**INFORMATION PROVIDED:**
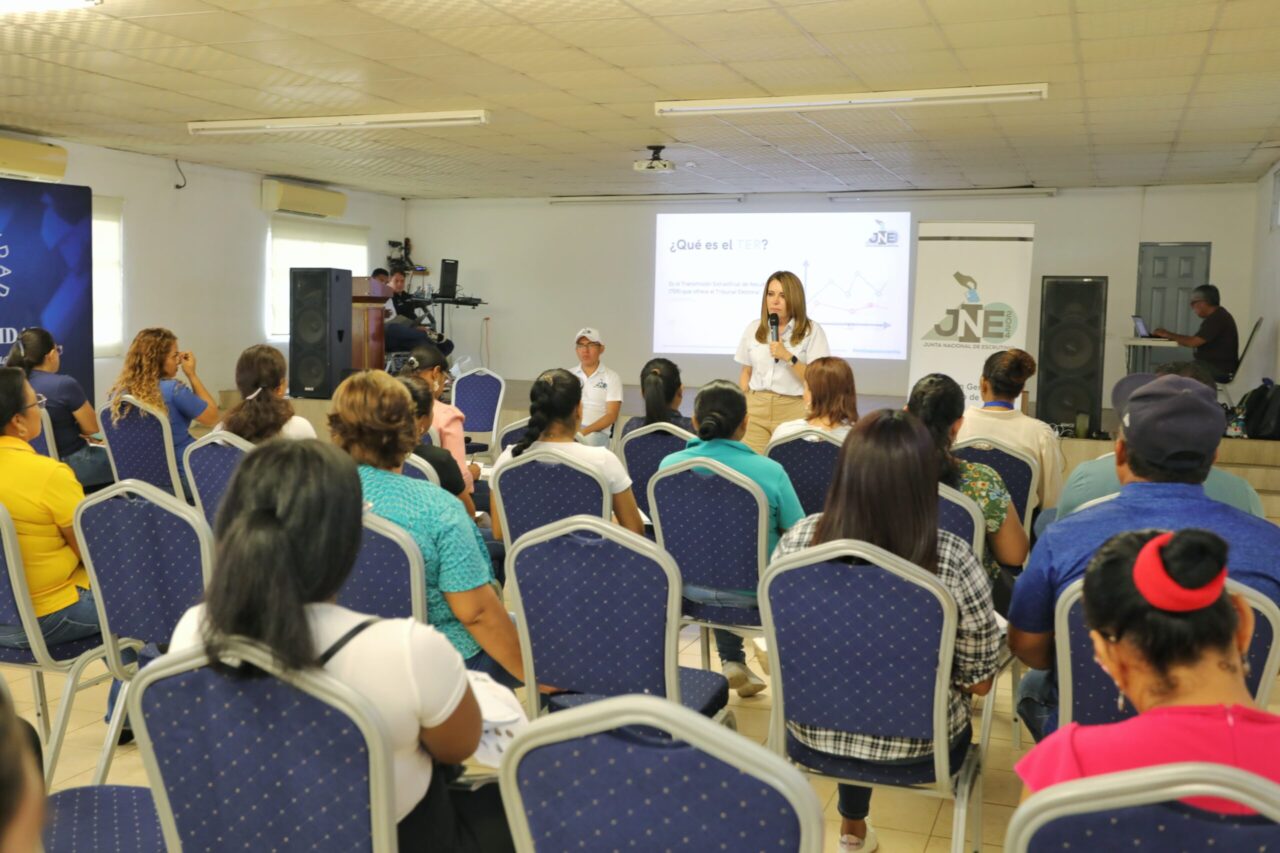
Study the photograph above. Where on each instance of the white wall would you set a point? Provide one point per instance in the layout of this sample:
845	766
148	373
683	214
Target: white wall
195	259
549	270
1264	359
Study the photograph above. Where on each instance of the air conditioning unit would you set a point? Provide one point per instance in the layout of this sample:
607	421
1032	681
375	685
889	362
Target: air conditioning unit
32	160
280	196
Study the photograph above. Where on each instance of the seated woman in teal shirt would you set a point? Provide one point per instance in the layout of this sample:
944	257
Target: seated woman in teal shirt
720	422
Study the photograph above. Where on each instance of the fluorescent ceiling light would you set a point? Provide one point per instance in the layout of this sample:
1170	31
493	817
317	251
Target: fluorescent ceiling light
13	7
997	192
382	122
685	199
856	100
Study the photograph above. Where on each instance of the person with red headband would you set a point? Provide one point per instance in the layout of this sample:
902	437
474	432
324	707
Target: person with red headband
1170	428
1174	642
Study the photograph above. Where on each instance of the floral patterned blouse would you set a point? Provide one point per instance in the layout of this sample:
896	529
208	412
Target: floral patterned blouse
982	484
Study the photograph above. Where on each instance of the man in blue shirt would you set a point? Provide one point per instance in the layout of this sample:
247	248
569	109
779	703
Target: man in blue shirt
1170	429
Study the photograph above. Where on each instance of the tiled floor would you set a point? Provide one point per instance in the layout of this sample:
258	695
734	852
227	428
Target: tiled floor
905	822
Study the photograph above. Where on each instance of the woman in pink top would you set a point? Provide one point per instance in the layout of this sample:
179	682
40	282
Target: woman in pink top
1174	642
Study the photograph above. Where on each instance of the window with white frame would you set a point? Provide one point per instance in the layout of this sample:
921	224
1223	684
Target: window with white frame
300	242
108	277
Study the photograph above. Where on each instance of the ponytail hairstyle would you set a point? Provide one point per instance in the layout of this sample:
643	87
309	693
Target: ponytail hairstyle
286	537
552	400
1008	372
31	349
1115	607
260	414
938	401
718	410
659	382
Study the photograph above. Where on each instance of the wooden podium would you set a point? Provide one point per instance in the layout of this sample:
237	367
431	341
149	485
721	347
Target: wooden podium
368	343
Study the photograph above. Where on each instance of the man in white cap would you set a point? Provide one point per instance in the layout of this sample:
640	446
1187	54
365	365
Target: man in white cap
602	389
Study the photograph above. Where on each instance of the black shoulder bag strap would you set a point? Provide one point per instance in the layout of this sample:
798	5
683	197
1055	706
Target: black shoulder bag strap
342	641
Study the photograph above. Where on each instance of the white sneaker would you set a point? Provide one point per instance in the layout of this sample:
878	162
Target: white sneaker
743	679
854	844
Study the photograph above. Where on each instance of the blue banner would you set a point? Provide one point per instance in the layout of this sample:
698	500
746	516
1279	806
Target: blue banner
46	269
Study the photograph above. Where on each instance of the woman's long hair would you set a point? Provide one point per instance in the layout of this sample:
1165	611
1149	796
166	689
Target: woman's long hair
287	536
142	370
886	488
260	414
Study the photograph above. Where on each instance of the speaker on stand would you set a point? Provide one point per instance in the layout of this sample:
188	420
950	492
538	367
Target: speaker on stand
319	331
1073	320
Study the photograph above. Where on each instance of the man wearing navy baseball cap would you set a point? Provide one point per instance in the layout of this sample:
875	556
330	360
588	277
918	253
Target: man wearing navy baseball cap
1170	428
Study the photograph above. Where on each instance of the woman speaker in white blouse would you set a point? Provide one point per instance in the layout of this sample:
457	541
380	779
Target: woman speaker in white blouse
775	352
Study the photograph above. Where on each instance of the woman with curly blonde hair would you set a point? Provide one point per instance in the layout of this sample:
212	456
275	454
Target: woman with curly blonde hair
150	373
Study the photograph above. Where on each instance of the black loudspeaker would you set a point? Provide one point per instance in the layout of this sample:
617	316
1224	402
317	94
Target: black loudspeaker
319	331
1073	316
448	279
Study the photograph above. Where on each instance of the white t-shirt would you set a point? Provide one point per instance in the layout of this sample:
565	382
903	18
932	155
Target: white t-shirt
790	428
408	671
598	459
1032	436
602	387
773	375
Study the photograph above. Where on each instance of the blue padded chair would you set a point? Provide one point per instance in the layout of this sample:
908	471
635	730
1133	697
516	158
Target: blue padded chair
958	514
141	446
544	486
512	433
595	778
479	395
809	459
598	614
1143	810
644	448
286	761
65	658
149	557
1088	696
862	641
1019	471
210	464
717	530
389	578
419	469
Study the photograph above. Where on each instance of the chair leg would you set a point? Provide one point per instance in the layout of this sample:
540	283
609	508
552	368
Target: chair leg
37	692
113	737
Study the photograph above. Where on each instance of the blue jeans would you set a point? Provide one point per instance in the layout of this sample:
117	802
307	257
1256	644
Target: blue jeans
71	623
92	466
728	644
1037	702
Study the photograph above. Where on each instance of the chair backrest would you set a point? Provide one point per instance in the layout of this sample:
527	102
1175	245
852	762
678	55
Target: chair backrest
713	521
45	443
479	395
544	486
210	464
904	644
597	609
512	433
594	772
958	514
389	578
1088	694
149	557
1019	471
141	446
809	459
419	469
644	448
283	761
1143	810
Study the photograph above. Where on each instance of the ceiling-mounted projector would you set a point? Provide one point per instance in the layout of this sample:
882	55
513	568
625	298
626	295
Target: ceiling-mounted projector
654	163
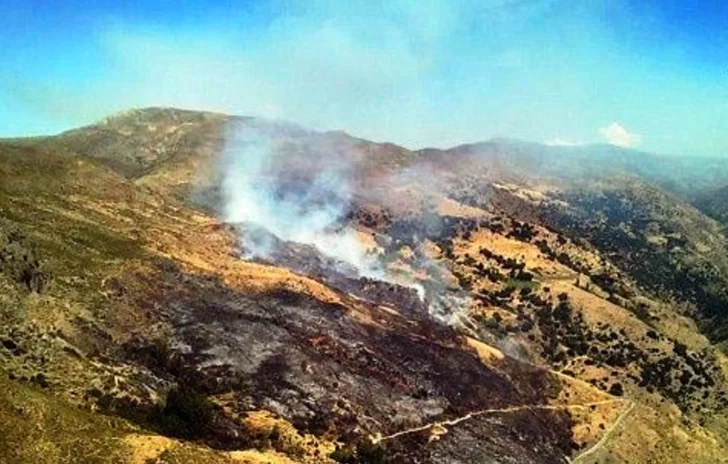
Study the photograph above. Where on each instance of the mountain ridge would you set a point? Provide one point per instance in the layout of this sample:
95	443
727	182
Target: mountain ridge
146	309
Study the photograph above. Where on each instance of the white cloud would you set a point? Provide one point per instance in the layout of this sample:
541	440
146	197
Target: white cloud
616	134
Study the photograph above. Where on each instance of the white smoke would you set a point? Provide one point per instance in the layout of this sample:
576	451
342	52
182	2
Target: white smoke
261	189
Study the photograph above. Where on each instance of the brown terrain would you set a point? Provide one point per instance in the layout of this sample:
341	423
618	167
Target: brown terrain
571	313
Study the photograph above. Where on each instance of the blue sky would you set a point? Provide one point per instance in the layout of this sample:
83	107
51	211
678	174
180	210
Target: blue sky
650	74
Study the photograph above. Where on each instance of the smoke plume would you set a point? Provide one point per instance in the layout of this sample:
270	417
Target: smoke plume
294	189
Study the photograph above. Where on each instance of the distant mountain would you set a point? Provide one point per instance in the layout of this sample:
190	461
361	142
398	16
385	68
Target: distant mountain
714	203
529	303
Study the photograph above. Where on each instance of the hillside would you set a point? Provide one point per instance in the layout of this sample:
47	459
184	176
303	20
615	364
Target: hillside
515	310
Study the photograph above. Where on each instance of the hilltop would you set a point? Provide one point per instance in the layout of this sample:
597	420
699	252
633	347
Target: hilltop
573	310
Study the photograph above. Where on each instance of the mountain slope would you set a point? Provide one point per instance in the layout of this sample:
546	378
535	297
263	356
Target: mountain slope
122	293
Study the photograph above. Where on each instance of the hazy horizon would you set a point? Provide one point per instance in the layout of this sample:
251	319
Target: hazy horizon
647	75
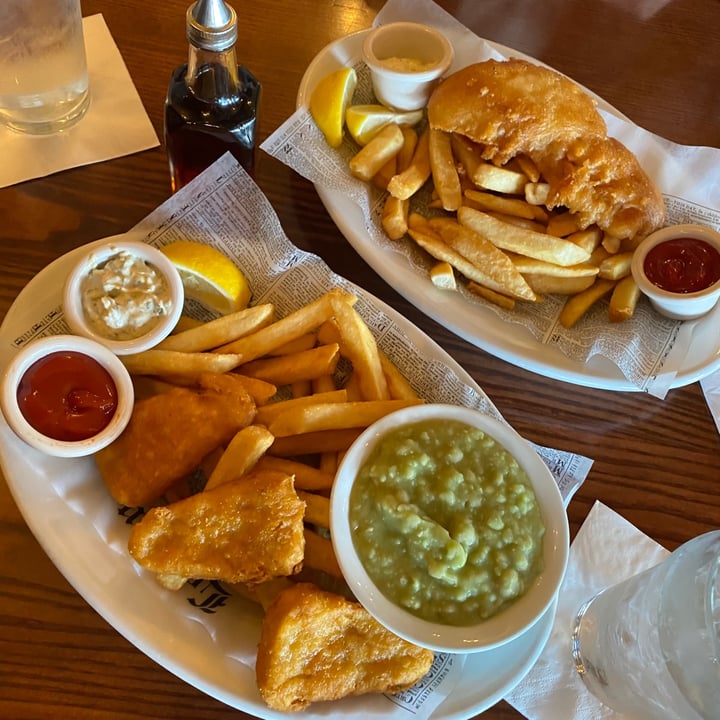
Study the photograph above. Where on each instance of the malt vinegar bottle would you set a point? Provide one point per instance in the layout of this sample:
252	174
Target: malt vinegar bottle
212	102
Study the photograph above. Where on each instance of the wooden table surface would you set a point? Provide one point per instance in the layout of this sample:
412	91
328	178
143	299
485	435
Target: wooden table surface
655	461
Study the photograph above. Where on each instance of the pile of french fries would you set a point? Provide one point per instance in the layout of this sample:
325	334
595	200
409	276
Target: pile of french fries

**EXERCISE DETAILS:**
Restate the data above word for word, omitting every picture.

**RESPONSE FOR THIS EXERCISE:**
Study the photograph above. Where on each instance of the white wall would you set a point? Provide one point per instance in the layout of this sample:
845	766
148	373
683	214
Target: white wall
195	259
549	270
1264	359
Study the photograph above. Where on each instance of the air conditioning unit would you set a point? Provide one point per instance in the layout of this sample:
607	421
1032	681
375	685
889	362
Target: air conditioning unit
32	160
280	196
Study the photograph above. Where on each instance of the seated woman in teal shirt would you set a point? Provide one point per instance in the layout of this sample:
944	257
Target: seated woman in teal shirt
720	422
Study the photograph above. Where on each instance of the fluorescent ceiling light would you set a point? Provide one point per instance in the layout of this sample:
1170	31
493	817
317	251
Target: fluorescent ceiling light
13	7
997	192
382	122
685	199
856	100
Study the photograph above. Where on each instance of the person with red headband would you set a point? Provide one point per instance in the layout of this sample:
902	437
474	432
324	707
Target: person with red headband
1170	428
1174	642
Study the photograph above. Where on each instance of the floral patterned blouse would you set a point? Provide one point per instance in the layout of this sample:
896	529
208	412
Target: floral patterned blouse
982	484
Study the photograph above. Where on each instance of the man in blue shirt would you set a point? Provide one point per instance in the layout of this sample:
247	248
569	109
779	703
Target: man in blue shirt
1170	429
Study the photograph above. Where on each instance of the tiled floor would you set a point? Provide one point per instance in the layout of this sample:
258	695
734	852
227	428
Target: tiled floor
905	822
Study the photograph above. Where on each instance of the woman in pink top would you set a point? Provide one point per instance in the layout of this sample:
179	682
40	282
Target: woman in pink top
1174	642
Study the photograph above. Where on each instance of the window with white frame would you set a point? Provide one point per instance in the layout of this sample:
921	224
1223	684
Target: window with white frame
300	242
108	277
Study the photograph above. Where on each instance of the ponytail hairstyle would you set a point? Provide one point per instance in the layout of this sample:
643	87
309	693
Target: ponytail hairstyle
286	537
552	400
1008	372
31	349
1115	607
260	414
938	401
718	410
659	382
Study the photograph above. Where on each instance of the wooden podium would you set a point? Provide one point per instance in the layout of this sample:
237	367
431	341
149	485
721	347
Target: wooden podium
368	343
Study the photograph above. Where on each instance of the man in white cap would you set a point? Provide one point per instance in the layout of this sample:
640	446
1187	54
365	365
Target: man in white cap
602	389
Study the photograph above. Where on each instance of the black shoulder bag strap would you set a point? Provide one point per instance in the layout of this sample:
798	5
683	197
1055	706
Target: black shoulder bag strap
342	641
Study the photograph above. Where on each instance of the white sneaker would you set a point? Provide one point per instance in the layout of this sample:
878	162
Target: white sneaker
743	679
854	844
Study the photograph above. Where on each instance of the blue banner would you set a point? Provide one point per instance in the layout of this sample:
698	500
746	516
1279	806
Target: blue banner
46	269
Study the photograph above. Where on each instance of the woman's long hair would you set a point? Provide one point per instance in the layout of this sample:
1165	611
1149	796
166	689
Target: woman's long hair
287	536
142	370
886	488
260	414
Study the photograph above. Where on each instance of the speaker on stand would you set a point? Provide one point per instance in the layout of this sample:
188	420
950	492
538	367
Target: speaker on stand
319	331
1073	320
Study the photograph above. Where on each instance of the man wearing navy baseball cap would you set a point? Provide one point per instance in the layout of this sample:
875	556
330	360
588	277
918	253
Target: man wearing navy baseball cap
1170	428
Study the photograph above. Where on each instance of the woman speaker in white blouse would you set a point? Provide one point per instance in the layout of this sample:
457	541
380	779
Target: woman speaker in white blouse
775	352
Study the photograph above. Where on each instance of the woman with curly blonde hair would you set a point? Provide one point per instance in the layout of this sample:
212	456
275	454
Target: woman with curly blonde hair
150	373
Study the photograph above. Where on each instance of the black loudspeaker would you set a point? Provide one point per instance in the layout of this sample:
617	316
1224	402
317	94
Target: black loudspeaker
319	331
1073	316
448	279
Study the photograph above. Where on each instance of the white t-shirt would you set a point? Provide one point per instance in the layout of this sample:
565	382
903	18
932	155
Target: white t-shirt
790	428
408	671
598	459
1032	436
602	387
773	375
Study the photograph above. Where on each instance of the blue padded chair would you set a point? Provide one point per instance in the layout of this sample:
908	471
635	730
1133	697
516	158
Target: blue padded chair
958	514
141	446
544	486
512	433
595	778
479	395
809	459
598	614
1143	810
644	448
286	761
65	658
149	557
1088	696
862	641
1019	471
210	464
717	530
389	578
419	469
Study the photograph above. Where on each instance of the chair leg would you set a point? Provide one point per instance in the layout of this sample:
540	283
609	508
552	368
Target: chair leg
37	692
113	737
Study the photograph above. Where on each instance of the blue jeans would you set a point? Provide one point per instance in the layout of this sample:
117	802
307	257
1256	644
Target: blue jeans
71	623
92	466
728	644
1037	702
Study the photograph above. Where on each instance of the chair backrest would you set a point? Provide one point per instance in the layout of this sample:
527	102
1175	245
852	762
678	55
Target: chair backrest
713	521
45	443
479	395
544	486
210	464
904	644
597	609
512	433
594	772
958	514
389	578
1088	694
149	557
1019	471
141	446
809	459
419	469
644	448
283	761
1143	810
Study the photograph above. Where on each instance of the ceiling-mounted projector would you set a point? Provide one point per instance in the layout of this sample:
882	55
513	568
625	298
626	295
Target: ceiling-mounted projector
654	163
Study the photograph above. Where on each instance of the mountain ridge would you set a point? Provide one point per instance in the layout of this sample:
95	443
727	182
Target: mountain ridge
146	309
Study the photograph above. Where on each instance of the white cloud would you set a point? Provide one point per instance in the layout of this sample:
541	440
146	197
Target: white cloud
616	134
Study the photograph above. Where on each instance of the white smoke would you set a point? Provide one point per instance in the layout of this sample:
576	451
342	52
182	2
Target: white smoke
261	189
Study the photograph above. Where on each instance of the brown terrain would you set a point? Provide one point per instance in the layout of this sample:
341	423
618	167
Target: brown terrain
571	313
Study the photograph above. Where on each instance of the blue sky would you set a point? Provide one point per instance in the layout of this sample:
83	107
51	211
678	174
180	210
Target: blue sky
650	74
Study the photograph above. Where on each instance of the smoke plume would you set a point? Provide one point per instance in the layout of this sample:
270	417
Target: smoke plume
294	189
Study the photograph above. Where on each instance of the distant mountain would you set a point? Provide one point per instance in the layout of this sample:
190	461
361	142
398	16
385	68
Target: distant mountain
714	203
529	303
Study the photograph above. Where on each instance of the hillside would you set a point? Provide one point per instance in the layout of this sample:
47	459
184	176
303	20
615	364
Target: hillside
515	310
Study the photograph above. Where on each instance of the hilltop would you set a point? Provide one point per instance in the layout of this sample:
597	420
699	252
633	347
Target: hilltop
573	310
Study the photograph above. Where on each instance of the mountain slope would you set a point? Provide one point per instance in the layout of this sample:
546	378
535	297
263	356
Target: mountain slope
122	293
Study the photograph above. Where on each instance of the hazy horizon would you set a point? Provide one point per instance in the layout of this sample:
251	319
Target: hazy horizon
647	75
Study the photograph above. Where on each instance of the malt vinegar bottle would you set a point? Provide one point per instance in the layout of this sample:
252	174
Target: malt vinegar bottle
212	102
Study the photograph above. Where on each instance of the wooden table surface would you set a point? Provide one point per instance in the layout of this sample:
412	91
328	178
143	299
485	435
Target: wooden table surface
655	461
Study the photograph above. Where on each instance of the pile of french fries would you set a point? Provide one point per instance in the layout of this sample:
325	334
595	200
409	276
Target: pile of french fries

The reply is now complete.